■ ACTIONS TO TAKE ■
• a. From the exchange about taking a break from college, return the passage that begins at the words "I left for two" and stops after the words "Best of luck.".
• b. In the exchange about taking a break from college, what job does the second writer hope to get back after dropping out?
• c. Extend the exchange about taking a break from college, starting after its last sentence.

■ TEXT UNDER STUDY ■
--*--

I left for two years in the middle of my undergrad. It was a very positive experience for me. I don't think taking a year to get your shit together is necessarily a bad thing. But, a degree is a serious asset, so don't burn bridges. IMO sometimes when you are making a decision, it helps to imagine yourself 10-20 years down the line. That time will come sooner than you think. Try to consider what that future you would have preferred you to do. Best of luck.
Thank you for the response. Do you mind me asking what you did for those two years and why you decided to take the break in the first place? My tentative plan if I drop out is to save up for a few months and then try to get my old job touring with Cirque du Soleil around the country. I feel like future me would appreciate the experience, even if that makes me delay my "career" a few years.

--*--

[Items listed in a dataset]
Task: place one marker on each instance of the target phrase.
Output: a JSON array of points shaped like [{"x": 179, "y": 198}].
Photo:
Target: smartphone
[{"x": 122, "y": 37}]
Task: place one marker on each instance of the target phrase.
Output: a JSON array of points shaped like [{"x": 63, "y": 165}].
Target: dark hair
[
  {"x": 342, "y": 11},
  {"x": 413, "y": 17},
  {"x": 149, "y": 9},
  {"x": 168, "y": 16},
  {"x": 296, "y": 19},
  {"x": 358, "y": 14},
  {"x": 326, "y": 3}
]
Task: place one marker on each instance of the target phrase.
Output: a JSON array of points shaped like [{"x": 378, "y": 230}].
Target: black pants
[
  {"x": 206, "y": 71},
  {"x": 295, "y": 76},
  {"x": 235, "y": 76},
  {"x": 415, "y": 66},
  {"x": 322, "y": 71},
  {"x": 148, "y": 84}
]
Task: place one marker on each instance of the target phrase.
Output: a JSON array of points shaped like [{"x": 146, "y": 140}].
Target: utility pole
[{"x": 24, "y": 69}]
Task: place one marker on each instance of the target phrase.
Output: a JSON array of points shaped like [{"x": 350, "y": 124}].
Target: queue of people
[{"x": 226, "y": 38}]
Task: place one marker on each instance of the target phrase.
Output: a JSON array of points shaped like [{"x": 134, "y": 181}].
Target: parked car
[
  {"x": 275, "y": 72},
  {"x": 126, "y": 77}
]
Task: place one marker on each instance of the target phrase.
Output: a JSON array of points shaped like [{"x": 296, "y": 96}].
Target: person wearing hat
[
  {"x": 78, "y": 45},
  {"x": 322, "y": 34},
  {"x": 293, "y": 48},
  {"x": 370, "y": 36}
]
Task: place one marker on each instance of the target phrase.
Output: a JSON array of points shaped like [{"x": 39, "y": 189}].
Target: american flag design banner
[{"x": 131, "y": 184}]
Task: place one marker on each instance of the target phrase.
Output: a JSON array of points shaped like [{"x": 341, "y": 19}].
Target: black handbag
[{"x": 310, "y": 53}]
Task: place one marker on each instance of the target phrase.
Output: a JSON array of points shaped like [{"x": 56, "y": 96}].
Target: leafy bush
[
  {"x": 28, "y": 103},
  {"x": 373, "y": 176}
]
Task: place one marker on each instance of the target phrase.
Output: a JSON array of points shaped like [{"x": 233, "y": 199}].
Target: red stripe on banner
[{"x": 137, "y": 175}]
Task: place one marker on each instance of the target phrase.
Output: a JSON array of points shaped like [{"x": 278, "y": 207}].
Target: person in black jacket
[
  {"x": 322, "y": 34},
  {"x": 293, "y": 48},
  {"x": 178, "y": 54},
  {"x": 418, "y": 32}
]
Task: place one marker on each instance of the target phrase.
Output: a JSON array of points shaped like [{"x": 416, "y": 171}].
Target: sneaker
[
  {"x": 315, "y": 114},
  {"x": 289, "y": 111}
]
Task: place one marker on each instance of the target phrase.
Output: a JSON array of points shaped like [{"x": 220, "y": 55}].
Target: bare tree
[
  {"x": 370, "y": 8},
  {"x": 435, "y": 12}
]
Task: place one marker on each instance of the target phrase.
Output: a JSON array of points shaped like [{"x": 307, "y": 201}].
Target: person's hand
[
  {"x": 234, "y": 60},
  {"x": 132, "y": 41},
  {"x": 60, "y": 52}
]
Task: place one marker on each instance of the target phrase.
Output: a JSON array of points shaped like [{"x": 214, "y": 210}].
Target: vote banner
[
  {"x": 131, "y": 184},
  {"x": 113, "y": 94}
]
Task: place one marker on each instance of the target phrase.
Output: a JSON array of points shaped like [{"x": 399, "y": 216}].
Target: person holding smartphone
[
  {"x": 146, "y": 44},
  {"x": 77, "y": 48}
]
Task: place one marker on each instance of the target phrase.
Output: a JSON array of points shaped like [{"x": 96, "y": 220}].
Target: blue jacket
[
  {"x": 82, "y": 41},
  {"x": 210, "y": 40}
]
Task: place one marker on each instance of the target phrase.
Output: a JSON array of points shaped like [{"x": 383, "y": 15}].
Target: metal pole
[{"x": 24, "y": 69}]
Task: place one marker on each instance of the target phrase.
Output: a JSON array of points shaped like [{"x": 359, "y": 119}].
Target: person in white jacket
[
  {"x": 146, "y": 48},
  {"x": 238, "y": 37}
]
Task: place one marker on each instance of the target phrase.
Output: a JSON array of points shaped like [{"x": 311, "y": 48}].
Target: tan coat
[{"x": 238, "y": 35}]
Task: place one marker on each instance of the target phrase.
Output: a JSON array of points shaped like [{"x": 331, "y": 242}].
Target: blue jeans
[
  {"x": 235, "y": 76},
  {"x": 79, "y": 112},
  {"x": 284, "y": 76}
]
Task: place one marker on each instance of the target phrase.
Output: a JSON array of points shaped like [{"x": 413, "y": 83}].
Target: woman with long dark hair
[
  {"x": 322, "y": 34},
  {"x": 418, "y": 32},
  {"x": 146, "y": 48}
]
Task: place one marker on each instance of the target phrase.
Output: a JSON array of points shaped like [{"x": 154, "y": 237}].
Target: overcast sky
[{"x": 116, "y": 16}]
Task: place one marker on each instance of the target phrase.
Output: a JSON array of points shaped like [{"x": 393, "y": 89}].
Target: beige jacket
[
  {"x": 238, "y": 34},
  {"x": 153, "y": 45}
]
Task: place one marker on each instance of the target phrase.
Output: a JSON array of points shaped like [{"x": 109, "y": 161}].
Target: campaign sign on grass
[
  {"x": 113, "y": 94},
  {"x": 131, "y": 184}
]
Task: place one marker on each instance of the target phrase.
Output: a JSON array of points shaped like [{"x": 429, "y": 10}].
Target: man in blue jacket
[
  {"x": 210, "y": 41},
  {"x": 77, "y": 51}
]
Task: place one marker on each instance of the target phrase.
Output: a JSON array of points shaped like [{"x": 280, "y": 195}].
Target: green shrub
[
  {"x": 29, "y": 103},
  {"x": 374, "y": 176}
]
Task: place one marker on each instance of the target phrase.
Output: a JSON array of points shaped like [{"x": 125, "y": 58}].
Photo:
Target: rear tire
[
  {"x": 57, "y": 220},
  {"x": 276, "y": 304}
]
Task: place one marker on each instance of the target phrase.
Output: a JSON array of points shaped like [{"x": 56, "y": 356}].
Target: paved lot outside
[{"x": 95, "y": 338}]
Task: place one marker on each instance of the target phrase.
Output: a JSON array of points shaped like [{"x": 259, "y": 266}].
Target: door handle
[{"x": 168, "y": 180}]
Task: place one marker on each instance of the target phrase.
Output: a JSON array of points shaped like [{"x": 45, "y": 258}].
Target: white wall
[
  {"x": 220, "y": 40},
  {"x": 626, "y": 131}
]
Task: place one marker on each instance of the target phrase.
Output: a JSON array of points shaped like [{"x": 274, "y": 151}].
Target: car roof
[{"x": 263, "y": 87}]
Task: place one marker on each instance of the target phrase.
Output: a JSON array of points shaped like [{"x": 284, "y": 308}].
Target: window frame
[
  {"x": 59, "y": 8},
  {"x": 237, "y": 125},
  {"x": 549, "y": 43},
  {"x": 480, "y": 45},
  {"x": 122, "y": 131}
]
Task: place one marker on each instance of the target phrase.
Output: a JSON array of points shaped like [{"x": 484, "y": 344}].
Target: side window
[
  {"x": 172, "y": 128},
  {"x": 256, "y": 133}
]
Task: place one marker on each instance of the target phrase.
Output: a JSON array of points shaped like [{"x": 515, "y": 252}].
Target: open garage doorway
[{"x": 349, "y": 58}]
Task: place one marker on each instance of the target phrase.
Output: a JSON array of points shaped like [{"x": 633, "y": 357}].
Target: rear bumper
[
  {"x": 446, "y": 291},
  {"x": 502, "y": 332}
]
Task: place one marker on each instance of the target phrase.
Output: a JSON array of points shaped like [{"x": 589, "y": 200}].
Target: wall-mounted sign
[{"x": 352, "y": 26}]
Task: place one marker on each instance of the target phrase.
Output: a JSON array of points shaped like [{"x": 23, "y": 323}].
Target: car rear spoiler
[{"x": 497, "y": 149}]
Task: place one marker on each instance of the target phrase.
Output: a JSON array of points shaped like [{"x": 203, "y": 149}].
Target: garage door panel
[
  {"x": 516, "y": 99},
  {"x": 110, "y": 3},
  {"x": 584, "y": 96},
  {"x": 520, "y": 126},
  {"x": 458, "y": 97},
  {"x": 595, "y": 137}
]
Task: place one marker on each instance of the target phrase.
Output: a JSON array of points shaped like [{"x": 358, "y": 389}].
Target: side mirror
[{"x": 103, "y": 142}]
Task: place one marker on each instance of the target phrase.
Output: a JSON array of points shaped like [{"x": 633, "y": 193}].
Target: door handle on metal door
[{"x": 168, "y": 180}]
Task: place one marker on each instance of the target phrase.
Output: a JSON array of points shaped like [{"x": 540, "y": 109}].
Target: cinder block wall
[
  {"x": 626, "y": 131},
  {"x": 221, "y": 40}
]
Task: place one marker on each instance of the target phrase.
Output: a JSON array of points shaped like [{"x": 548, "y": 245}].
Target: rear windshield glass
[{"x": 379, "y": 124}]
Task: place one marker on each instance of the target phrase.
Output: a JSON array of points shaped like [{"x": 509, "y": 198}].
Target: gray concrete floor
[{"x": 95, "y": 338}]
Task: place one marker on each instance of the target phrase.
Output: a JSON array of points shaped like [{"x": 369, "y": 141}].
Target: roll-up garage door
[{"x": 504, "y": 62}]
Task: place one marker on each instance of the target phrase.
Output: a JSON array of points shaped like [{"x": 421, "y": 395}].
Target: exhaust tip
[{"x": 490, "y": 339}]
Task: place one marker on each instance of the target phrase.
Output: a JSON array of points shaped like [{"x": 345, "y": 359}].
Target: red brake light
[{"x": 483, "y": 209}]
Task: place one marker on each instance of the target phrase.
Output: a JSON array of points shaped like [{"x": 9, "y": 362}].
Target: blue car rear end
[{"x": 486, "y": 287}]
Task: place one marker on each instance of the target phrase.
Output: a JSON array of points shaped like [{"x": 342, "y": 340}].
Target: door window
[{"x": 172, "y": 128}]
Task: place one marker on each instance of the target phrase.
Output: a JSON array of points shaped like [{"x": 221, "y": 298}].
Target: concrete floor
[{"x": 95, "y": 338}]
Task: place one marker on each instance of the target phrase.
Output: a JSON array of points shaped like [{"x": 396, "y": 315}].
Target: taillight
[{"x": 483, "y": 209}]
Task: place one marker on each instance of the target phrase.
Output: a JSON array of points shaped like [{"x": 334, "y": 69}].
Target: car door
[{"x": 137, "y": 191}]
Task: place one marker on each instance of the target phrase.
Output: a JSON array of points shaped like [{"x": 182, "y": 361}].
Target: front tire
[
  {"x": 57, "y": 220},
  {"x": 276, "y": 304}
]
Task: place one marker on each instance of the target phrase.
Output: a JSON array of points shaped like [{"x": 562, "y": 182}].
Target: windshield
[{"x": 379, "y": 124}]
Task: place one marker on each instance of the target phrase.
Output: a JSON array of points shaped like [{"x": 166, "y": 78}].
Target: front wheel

--*--

■ EXERCISE ANSWERS ■
• a.
I left for two years in the middle of my undergrad. It was a very positive experience for me. I don't think taking a year to get your shit together is necessarily a bad thing. But, a degree is a serious asset, so don't burn bridges. IMO sometimes when you are making a decision, it helps to imagine yourself 10-20 years down the line. That time will come sooner than you think. Try to consider what that future you would have preferred you to do. Best of luck.

• b. The old job touring with Cirque du Soleil around the country.

• c.
I worked in a hardware store in Cambridge MA, partied very hard, and enrolled at the Harvard Extension School, taking a classes on James Joyce, Playwriting, Chemistry, and Neurobiology. I don't think I completed the last two. I walked out of my Neurobiology lab final because I was about as prepared for it as you likely are at this moment. I finished up the hiatus with a road trip across the US on which I read Broca's Brain and Gödel, Escher, Bach. The time was transformative for me. It wasn't until some time after I re-enrolled that I started making what I consider to be progress, but without that break, I wouldn't be where I am at today. I think the important thing for me, was that I knew all along that it was a temporary detour, and that it wasn't a lifestyle that I wanted to settle into. That was a freeing aspect of it.